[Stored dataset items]
====================
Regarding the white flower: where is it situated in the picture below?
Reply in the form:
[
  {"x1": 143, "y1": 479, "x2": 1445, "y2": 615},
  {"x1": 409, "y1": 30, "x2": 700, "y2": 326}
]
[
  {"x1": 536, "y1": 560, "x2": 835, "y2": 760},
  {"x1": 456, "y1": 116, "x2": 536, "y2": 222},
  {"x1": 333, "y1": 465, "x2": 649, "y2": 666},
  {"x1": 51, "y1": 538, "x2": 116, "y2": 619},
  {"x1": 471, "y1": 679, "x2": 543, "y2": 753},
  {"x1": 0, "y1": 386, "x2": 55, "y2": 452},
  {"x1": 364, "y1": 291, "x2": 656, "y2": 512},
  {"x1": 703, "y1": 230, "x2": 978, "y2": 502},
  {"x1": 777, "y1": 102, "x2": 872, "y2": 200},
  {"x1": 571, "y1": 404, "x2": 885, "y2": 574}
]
====================
**Task statement**
Please duplicate every line of the records above without any changes.

**Written solution**
Regarding the white flower: where is it situated in the picture below?
Reply in the form:
[
  {"x1": 143, "y1": 479, "x2": 1445, "y2": 615},
  {"x1": 409, "y1": 30, "x2": 700, "y2": 326}
]
[
  {"x1": 536, "y1": 560, "x2": 835, "y2": 760},
  {"x1": 456, "y1": 116, "x2": 536, "y2": 222},
  {"x1": 333, "y1": 465, "x2": 649, "y2": 666},
  {"x1": 51, "y1": 538, "x2": 116, "y2": 619},
  {"x1": 471, "y1": 679, "x2": 543, "y2": 753},
  {"x1": 0, "y1": 386, "x2": 55, "y2": 452},
  {"x1": 364, "y1": 291, "x2": 656, "y2": 512},
  {"x1": 703, "y1": 230, "x2": 978, "y2": 502},
  {"x1": 777, "y1": 102, "x2": 872, "y2": 200},
  {"x1": 571, "y1": 404, "x2": 885, "y2": 574}
]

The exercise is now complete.